• TASK LIST
(a) In the list of research ideas, how many fish years does the author estimate are spent in agony each year?
(b) Continue the list of research ideas from its last line.

• PASSAGE TO READ
· · · · ·
Formerly titled "Write up my research ideas for someone else to tackle? Fine - you asked for it!"

Unrelatedly, thanks to Jessica McCurdy for telling me to write down some of my research ideas and questions in case someone else wants to tackle one (or a few).

The list

  1. Cause prio but for earning to give
    1. As far as I know, SBF relied on his personal knowledge and intuition when deciding to try building FTX.
    2. It doesn’t have to be this way! I can imagine a more systematic effort to identify and describe which earning to give opportunities are most promising. Is there a $100B idea with a 1% chance of working? A $1T idea with a 0.1% chance? I think we can and should find out.
  2. Are there cheap and easy ways to kill fish quickly?
    1. Right now, I estimate 250 million fish years are spent in agony each year as wild fish are killed by asphyxiation or being gutted alive, which takes a surprisingly long time to cause death. There must be a better way.
      1. Related: can we just raise (farm) a ton of fish ourselves, but using humane practices, with donations subsidizing the cost difference relative to standard aquaculture
  3. From my red teaming project on extinction risk reduction:
    1. Unpacking which particular biorisk prevention activities seem robust to a set of plausible empirical and ethical assumptions and which do not; and
    2. Seeking to identify any AI alignment research programs that would reduce s-risks by a greater magnitude than "mainstream" x-risk-oriented alignment research.
  4. From my “half baked ideas comment” on the Forum:
    1. Figure out how to put to good use some greater proportion of the approximately 1 Billion recent college grads who want to work at an "EA org" 
      1. This might look like a collective of independent-ish researchers?
    2. There should be way more all-things-considered, direct comparisons between cause areas.
      1. So I guess the research question is: what is the most important cause area to work on and/or donate to, all things considered? 
        1. No more “agreeing to disagree” - I want an (intellectual) fight to the death. Liberal-spending longtermists should make an affirmative case that this ethos is the best way to spend money on the margin, and objectors should argue that it isn’t.
· · · · ·
• DATA ROWS

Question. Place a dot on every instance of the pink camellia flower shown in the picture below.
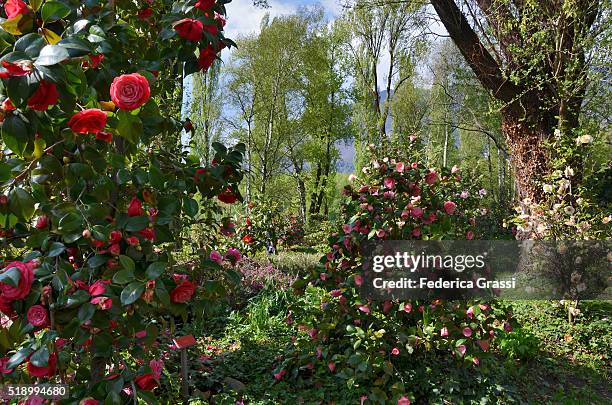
(104, 303)
(9, 293)
(417, 212)
(38, 316)
(3, 363)
(450, 207)
(389, 183)
(133, 241)
(156, 368)
(462, 349)
(403, 401)
(431, 177)
(233, 255)
(13, 8)
(313, 333)
(216, 257)
(97, 288)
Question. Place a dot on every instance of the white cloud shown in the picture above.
(244, 18)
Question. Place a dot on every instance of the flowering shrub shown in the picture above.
(87, 212)
(362, 341)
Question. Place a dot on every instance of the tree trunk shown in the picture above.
(529, 157)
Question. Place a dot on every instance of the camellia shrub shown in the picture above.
(363, 342)
(89, 209)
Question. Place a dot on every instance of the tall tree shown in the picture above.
(533, 57)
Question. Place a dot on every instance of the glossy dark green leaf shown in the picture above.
(132, 292)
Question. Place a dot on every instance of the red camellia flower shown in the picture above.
(45, 96)
(16, 69)
(133, 241)
(148, 234)
(130, 92)
(135, 207)
(10, 293)
(205, 4)
(6, 308)
(92, 121)
(189, 29)
(227, 196)
(47, 371)
(13, 8)
(183, 292)
(146, 382)
(38, 315)
(7, 105)
(104, 136)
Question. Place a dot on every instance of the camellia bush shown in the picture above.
(89, 207)
(363, 342)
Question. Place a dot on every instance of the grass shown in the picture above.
(554, 362)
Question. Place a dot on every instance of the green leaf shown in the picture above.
(52, 55)
(127, 263)
(130, 126)
(35, 4)
(15, 134)
(136, 224)
(155, 270)
(132, 292)
(40, 358)
(11, 277)
(86, 312)
(123, 276)
(56, 249)
(19, 357)
(54, 10)
(21, 203)
(191, 207)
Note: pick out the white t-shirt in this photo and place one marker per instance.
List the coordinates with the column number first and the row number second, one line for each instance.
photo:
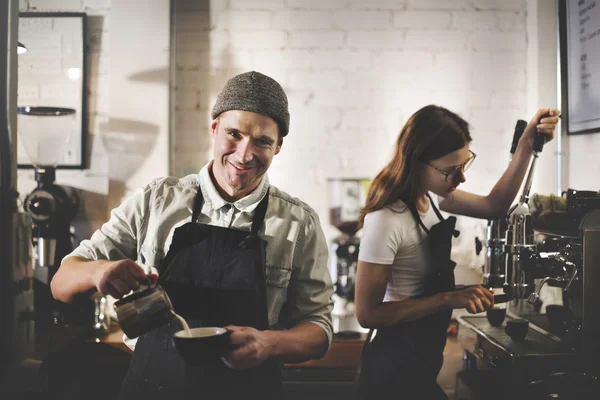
column 392, row 236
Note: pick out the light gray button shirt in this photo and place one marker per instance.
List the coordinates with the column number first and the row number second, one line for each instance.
column 298, row 282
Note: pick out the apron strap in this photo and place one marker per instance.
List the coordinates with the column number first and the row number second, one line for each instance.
column 415, row 214
column 259, row 212
column 198, row 201
column 437, row 212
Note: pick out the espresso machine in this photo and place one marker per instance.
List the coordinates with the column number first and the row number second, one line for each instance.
column 44, row 132
column 559, row 356
column 493, row 267
column 346, row 197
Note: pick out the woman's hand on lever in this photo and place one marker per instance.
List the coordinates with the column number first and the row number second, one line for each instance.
column 474, row 299
column 545, row 125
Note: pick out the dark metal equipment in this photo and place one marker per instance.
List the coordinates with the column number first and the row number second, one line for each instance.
column 346, row 198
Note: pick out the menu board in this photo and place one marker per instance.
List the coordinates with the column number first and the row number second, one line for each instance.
column 580, row 55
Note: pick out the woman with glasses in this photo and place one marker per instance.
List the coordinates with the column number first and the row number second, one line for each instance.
column 405, row 278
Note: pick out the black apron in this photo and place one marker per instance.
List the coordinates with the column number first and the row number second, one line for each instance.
column 214, row 276
column 403, row 361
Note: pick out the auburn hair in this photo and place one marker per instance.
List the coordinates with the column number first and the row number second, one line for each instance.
column 430, row 133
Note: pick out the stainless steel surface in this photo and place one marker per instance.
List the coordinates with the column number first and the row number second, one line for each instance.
column 141, row 311
column 536, row 356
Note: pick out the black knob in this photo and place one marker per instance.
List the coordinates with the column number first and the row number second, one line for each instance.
column 41, row 206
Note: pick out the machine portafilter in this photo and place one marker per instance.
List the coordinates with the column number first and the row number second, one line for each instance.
column 494, row 260
column 520, row 247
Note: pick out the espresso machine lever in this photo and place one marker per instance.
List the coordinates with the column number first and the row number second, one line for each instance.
column 519, row 273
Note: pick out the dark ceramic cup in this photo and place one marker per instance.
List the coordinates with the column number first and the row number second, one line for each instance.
column 204, row 346
column 517, row 329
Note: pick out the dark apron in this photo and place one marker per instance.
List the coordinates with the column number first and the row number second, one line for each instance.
column 214, row 276
column 403, row 360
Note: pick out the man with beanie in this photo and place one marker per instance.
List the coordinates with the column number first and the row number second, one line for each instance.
column 229, row 249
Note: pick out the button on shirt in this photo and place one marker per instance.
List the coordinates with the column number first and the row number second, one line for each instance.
column 298, row 282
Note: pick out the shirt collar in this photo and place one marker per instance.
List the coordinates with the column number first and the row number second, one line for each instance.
column 213, row 199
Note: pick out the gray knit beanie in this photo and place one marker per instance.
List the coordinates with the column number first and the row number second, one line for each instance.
column 255, row 92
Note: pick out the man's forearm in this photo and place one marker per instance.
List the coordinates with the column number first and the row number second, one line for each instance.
column 74, row 277
column 301, row 343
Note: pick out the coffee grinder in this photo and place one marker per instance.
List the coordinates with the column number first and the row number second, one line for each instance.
column 346, row 198
column 44, row 132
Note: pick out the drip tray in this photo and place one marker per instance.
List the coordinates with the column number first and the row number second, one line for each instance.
column 534, row 344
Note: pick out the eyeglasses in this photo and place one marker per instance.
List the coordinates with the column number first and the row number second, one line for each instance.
column 453, row 171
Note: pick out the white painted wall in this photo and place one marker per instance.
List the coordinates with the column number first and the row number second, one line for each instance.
column 354, row 71
column 128, row 102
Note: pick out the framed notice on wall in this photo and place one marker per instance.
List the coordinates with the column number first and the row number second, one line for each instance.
column 579, row 22
column 52, row 101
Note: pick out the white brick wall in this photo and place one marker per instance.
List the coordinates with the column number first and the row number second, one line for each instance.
column 113, row 161
column 354, row 71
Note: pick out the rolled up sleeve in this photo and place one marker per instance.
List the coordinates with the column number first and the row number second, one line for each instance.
column 117, row 239
column 310, row 290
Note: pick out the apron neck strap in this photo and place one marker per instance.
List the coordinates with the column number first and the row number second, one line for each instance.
column 259, row 212
column 415, row 213
column 437, row 212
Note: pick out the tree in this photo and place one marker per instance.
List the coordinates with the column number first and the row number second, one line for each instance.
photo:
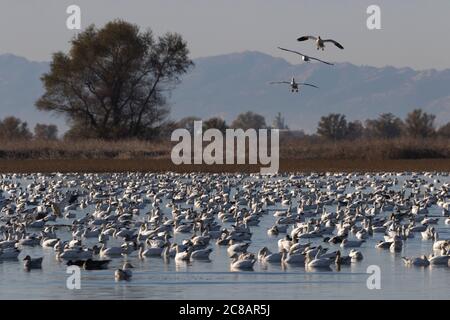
column 387, row 126
column 12, row 128
column 333, row 126
column 45, row 132
column 114, row 81
column 187, row 123
column 215, row 123
column 420, row 124
column 279, row 123
column 249, row 120
column 444, row 131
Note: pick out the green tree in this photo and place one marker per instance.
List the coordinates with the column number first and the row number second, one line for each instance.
column 45, row 132
column 333, row 126
column 114, row 81
column 419, row 124
column 12, row 128
column 249, row 120
column 387, row 126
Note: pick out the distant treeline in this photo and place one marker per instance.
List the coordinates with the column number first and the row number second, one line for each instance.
column 333, row 127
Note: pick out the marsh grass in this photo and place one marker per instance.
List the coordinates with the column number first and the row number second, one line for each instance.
column 306, row 148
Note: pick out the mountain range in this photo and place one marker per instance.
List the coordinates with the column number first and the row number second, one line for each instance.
column 229, row 84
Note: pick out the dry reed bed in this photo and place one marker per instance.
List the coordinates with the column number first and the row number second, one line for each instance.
column 290, row 148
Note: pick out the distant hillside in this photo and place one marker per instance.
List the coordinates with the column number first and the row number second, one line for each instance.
column 228, row 84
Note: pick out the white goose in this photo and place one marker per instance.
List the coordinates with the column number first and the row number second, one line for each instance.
column 304, row 57
column 320, row 43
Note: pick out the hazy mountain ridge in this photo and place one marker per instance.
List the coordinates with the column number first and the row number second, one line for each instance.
column 228, row 84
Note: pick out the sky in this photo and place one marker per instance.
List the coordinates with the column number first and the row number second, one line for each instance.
column 414, row 33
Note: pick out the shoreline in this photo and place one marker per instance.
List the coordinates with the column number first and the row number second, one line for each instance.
column 163, row 165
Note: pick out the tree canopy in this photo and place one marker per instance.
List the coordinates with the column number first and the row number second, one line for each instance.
column 115, row 80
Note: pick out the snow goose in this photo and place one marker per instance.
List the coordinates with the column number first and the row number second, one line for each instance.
column 304, row 57
column 320, row 43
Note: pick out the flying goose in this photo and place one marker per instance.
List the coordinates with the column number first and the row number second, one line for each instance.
column 306, row 58
column 320, row 43
column 293, row 84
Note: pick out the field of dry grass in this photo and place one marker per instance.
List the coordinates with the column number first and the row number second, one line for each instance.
column 161, row 165
column 297, row 154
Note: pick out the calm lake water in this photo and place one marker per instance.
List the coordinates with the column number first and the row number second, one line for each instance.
column 154, row 279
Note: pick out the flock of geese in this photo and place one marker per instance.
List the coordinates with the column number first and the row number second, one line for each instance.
column 319, row 220
column 320, row 45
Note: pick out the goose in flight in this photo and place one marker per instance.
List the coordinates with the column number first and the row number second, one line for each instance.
column 320, row 43
column 305, row 57
column 294, row 85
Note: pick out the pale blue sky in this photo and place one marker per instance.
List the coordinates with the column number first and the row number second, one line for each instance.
column 414, row 33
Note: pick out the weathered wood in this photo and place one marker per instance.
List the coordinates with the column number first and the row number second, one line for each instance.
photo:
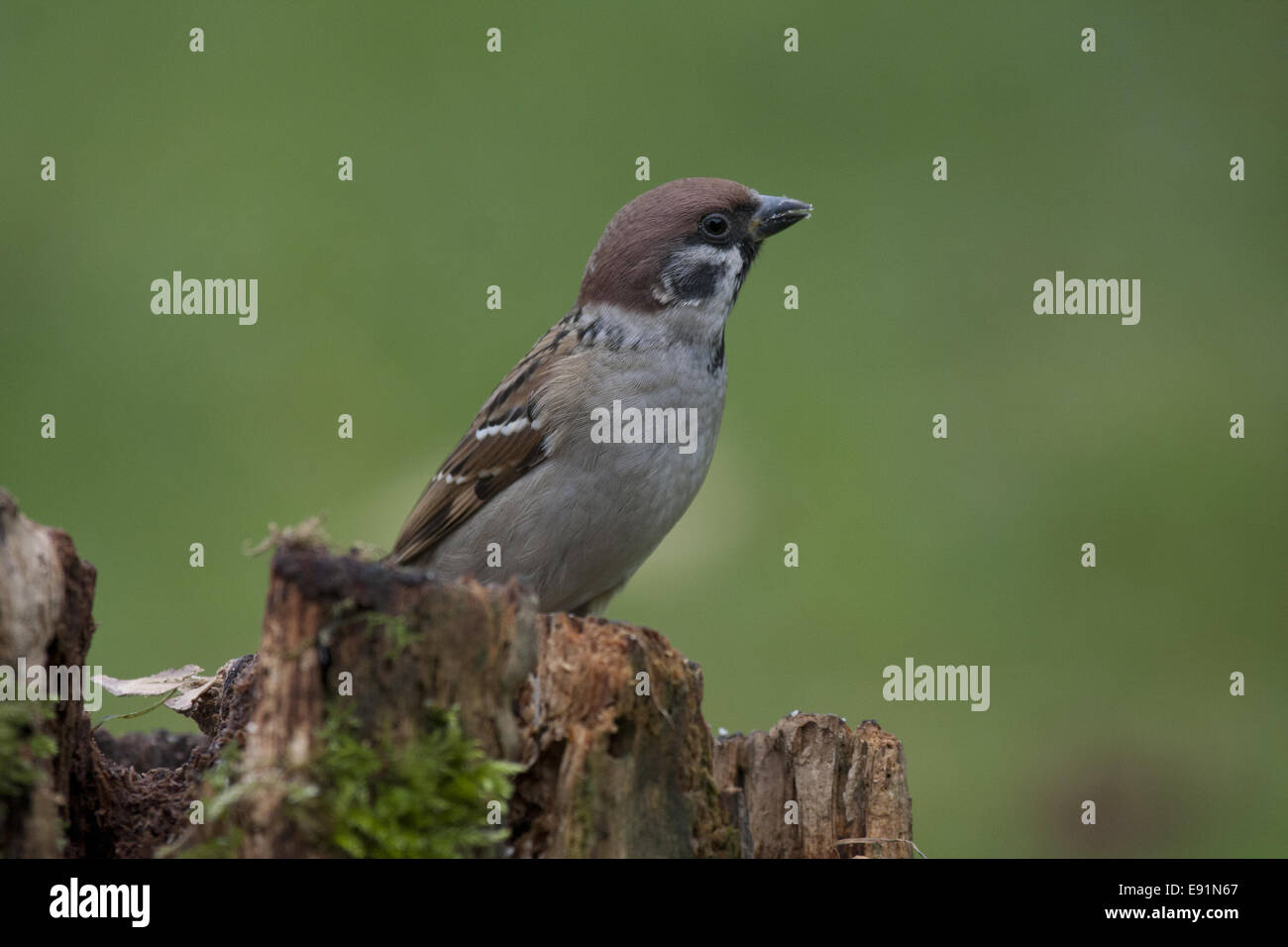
column 603, row 718
column 811, row 781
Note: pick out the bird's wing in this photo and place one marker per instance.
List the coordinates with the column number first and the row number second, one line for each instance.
column 503, row 442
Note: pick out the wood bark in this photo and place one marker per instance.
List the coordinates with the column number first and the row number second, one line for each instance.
column 604, row 718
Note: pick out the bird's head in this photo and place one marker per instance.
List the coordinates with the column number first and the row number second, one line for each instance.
column 684, row 245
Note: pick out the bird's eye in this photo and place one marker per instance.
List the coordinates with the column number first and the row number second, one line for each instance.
column 715, row 227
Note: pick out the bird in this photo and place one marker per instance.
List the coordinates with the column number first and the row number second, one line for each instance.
column 555, row 483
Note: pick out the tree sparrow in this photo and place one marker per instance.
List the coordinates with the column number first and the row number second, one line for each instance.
column 597, row 440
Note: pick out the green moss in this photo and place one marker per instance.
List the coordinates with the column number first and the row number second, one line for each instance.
column 22, row 745
column 376, row 797
column 428, row 797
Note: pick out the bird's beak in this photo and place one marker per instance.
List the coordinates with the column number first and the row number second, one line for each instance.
· · · · ·
• ANSWERS FOR THE TASKS
(a) 250 million fish years.

(b)
        2. In particular, I don't think a complete case has been made (even from a total utilitarian, longtermist perspective) that at the current funding margin, it makes sense to spend marginal dollars on longtermism-motivated projects instead of animal welfare projects. I'd be very interested to see this comparison in particular
  5. [Related to above] Is anyone actually arguing that neartermist, human-centric interventions are the most ethical way to spend time or money? 
    1. That’s not a rhetorical question! The hundreds of millions of dollars being directed to AMF et al. instead of some other charity or cause area should be more seriously justified or defended, IMO.
    2. For anyone who does think that improving human welfare in the developing world is the best thing to do: do AMF-type charities actually increase the number of human life-years lived?
  6. (As I asked on Twitter) What jobs/tasks/roles are high impact (by normal EA standards) but relatively low status within EA?
    1. I think one of the big ways EA could screw up is by having intra-EA status incongruent (at least ordinally) with expected impact.
  7. What would an animal welfare movement with the ambition, epistemic quality, and enthusiasm (and maybe funding) of the longtermist movement look like? 
  8. [I might tackle this] What can AI safety learn from human brains’ bilateral asymmetry
    1. The whole “brain hemisphere difference” thing is surrounded by plenty pop science myths, surrounding it, but there really are some quite profound differences as described in Ian McGilchrist’s The Master and His Emissary
  9. What positions of power and/or influence in the world are most neglected or easiest to access, perhaps because they’re low prestige and/or low pay?
  10. S-risk people: what can we actually do, in the real world and the foreseeable future, to decrease s-risks? 
    1. It seems to me most of this research is quite abstract and theoretical - which may not make sense if transformative AI is only a few years away!
  11. It seems like the default view is that some time in the future, the world and/or EA is going to decide that AI systems are sentient. This seems totally implausible.
    1. What should we do under radical uncertainty as to whether any given “thing” or process is sentient?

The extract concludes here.